Object outline annotations:
-- -- --

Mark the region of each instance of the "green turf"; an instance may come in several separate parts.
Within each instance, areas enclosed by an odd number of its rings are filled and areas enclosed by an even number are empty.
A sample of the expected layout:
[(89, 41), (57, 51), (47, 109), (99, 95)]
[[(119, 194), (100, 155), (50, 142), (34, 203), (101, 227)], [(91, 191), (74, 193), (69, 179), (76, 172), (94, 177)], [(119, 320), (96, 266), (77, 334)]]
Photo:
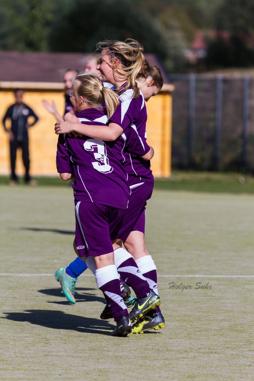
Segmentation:
[[(35, 177), (41, 186), (71, 186), (59, 177)], [(0, 184), (7, 185), (9, 178), (0, 176)], [(21, 184), (23, 184), (22, 178)], [(222, 172), (174, 171), (169, 179), (157, 179), (155, 189), (209, 193), (254, 193), (254, 177), (250, 174)]]
[[(52, 274), (0, 275), (0, 379), (253, 379), (254, 279), (211, 276), (254, 274), (252, 195), (154, 191), (146, 240), (165, 327), (122, 338), (99, 319), (89, 271), (74, 306), (53, 276), (75, 258), (71, 189), (3, 185), (0, 195), (0, 273)], [(195, 289), (200, 282), (212, 288)]]

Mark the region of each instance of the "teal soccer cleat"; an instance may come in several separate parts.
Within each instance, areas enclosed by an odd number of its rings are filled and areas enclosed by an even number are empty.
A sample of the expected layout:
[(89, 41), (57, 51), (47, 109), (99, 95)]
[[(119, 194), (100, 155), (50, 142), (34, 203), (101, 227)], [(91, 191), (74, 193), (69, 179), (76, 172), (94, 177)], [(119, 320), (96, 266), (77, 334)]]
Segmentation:
[(158, 330), (164, 327), (165, 319), (160, 311), (153, 316), (145, 315), (132, 326), (132, 333), (144, 333), (149, 330)]
[(65, 272), (66, 267), (59, 269), (54, 274), (55, 278), (62, 287), (62, 293), (72, 304), (75, 304), (76, 299), (74, 298), (75, 286), (77, 281), (77, 278), (72, 278)]

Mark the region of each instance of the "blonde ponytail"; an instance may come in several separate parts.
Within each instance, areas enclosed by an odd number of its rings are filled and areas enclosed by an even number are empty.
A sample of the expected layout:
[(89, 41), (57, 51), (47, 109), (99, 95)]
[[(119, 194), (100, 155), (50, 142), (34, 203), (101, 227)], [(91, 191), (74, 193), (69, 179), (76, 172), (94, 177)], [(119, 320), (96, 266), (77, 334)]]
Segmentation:
[(108, 119), (109, 119), (119, 104), (119, 99), (115, 91), (111, 89), (102, 87), (101, 91), (104, 98)]
[[(81, 108), (83, 97), (89, 107), (97, 109), (102, 109), (105, 101), (108, 118), (112, 116), (119, 104), (118, 96), (110, 89), (103, 87), (102, 82), (95, 74), (87, 72), (79, 73), (72, 82), (72, 89), (76, 105)], [(78, 110), (77, 110), (78, 111)]]
[[(139, 43), (132, 38), (128, 38), (124, 42), (106, 40), (99, 42), (96, 46), (97, 49), (107, 50), (107, 54), (111, 57), (112, 62), (110, 67), (118, 76), (121, 76), (121, 72), (123, 76), (126, 77), (126, 84), (123, 89), (121, 88), (121, 90), (124, 91), (128, 87), (132, 87), (134, 92), (134, 99), (137, 98), (139, 90), (136, 79), (145, 62), (144, 49)], [(118, 70), (113, 64), (114, 57), (118, 58), (121, 63)]]

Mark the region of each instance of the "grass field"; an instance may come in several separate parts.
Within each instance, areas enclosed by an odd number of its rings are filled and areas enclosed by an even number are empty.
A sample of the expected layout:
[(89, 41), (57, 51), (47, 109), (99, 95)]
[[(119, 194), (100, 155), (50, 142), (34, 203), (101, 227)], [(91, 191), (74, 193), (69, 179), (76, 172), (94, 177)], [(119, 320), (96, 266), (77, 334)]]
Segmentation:
[(53, 276), (75, 258), (71, 189), (2, 185), (0, 195), (1, 381), (254, 379), (254, 195), (155, 190), (146, 241), (165, 327), (127, 338), (100, 319), (89, 270), (74, 306)]

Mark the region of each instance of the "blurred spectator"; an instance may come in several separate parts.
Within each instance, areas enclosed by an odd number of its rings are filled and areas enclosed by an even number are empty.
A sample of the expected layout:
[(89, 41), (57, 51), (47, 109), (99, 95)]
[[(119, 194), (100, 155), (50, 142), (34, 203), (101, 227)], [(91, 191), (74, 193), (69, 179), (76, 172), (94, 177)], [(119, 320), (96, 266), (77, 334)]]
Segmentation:
[[(64, 85), (65, 98), (64, 115), (67, 112), (74, 114), (73, 106), (70, 100), (70, 97), (68, 95), (68, 92), (70, 91), (72, 87), (72, 79), (78, 72), (78, 70), (76, 69), (70, 69), (65, 70), (64, 74), (63, 82)], [(49, 101), (44, 99), (42, 102), (46, 110), (54, 115), (58, 122), (63, 122), (63, 115), (60, 115), (58, 112), (54, 101), (52, 101), (52, 102), (51, 102)]]
[[(16, 185), (18, 183), (15, 167), (17, 149), (19, 147), (22, 149), (22, 158), (26, 170), (25, 181), (30, 185), (36, 185), (36, 182), (31, 179), (29, 173), (30, 161), (27, 130), (38, 122), (38, 118), (32, 109), (23, 102), (24, 93), (24, 91), (20, 89), (15, 90), (14, 94), (16, 101), (7, 109), (3, 119), (4, 129), (10, 139), (11, 170), (11, 185)], [(33, 117), (34, 120), (31, 124), (28, 124), (27, 119), (30, 116)], [(11, 126), (10, 129), (8, 129), (5, 126), (5, 121), (8, 118), (11, 119)]]

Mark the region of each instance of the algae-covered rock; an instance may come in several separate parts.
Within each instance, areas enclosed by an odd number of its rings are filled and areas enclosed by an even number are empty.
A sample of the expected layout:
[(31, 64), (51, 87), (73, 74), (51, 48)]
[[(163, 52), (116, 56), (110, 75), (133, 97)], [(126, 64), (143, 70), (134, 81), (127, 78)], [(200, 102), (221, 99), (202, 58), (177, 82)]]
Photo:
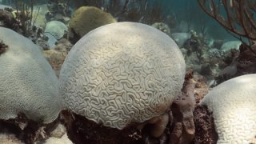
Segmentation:
[(82, 6), (70, 18), (69, 39), (75, 43), (89, 31), (113, 22), (116, 20), (110, 14), (94, 6)]

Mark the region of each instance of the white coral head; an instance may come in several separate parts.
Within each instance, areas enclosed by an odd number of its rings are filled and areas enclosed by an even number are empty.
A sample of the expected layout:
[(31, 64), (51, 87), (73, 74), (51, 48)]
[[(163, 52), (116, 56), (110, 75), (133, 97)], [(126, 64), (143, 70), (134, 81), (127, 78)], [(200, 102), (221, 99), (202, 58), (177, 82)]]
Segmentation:
[(256, 135), (256, 74), (214, 87), (201, 102), (213, 112), (218, 143), (250, 143)]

-- -- --

*Directions for this task*.
Skip all pictures. Write out only the lines from the one containing "Mark the region of each instance of the algae-covered" to the end of the listing above, inclusive, exactly as given.

*Written solution*.
Mark the region of each instance of the algae-covered rock; an instance may come in several separate parts.
Within each instance, areas enclosed by an odd number of its rings are filled and areas enclosed by an even number are empty.
A sample of the expected layout:
[(31, 64), (51, 87), (73, 74), (51, 48)]
[[(163, 52), (116, 56), (110, 75), (133, 97)], [(126, 64), (143, 70), (134, 81), (127, 78)], [(200, 102), (221, 99), (202, 58), (177, 82)]]
Photo:
Segmentation:
[(82, 6), (70, 18), (69, 39), (75, 43), (89, 31), (113, 22), (116, 20), (110, 14), (94, 6)]

Mark the region of each instance of the white coral head; an instance may come in several separate parts.
Within each instance, areas enclosed by an odd number of its rings are filled and areas enclosed by an even number are empty.
A sample of the expected layout:
[(31, 64), (51, 87), (73, 74), (51, 48)]
[[(163, 52), (116, 56), (110, 75), (133, 97)], [(126, 64), (143, 70), (134, 81), (127, 78)], [(200, 102), (221, 99), (202, 58), (177, 82)]]
Segmentation:
[(256, 135), (256, 74), (214, 87), (201, 102), (213, 112), (218, 143), (250, 143)]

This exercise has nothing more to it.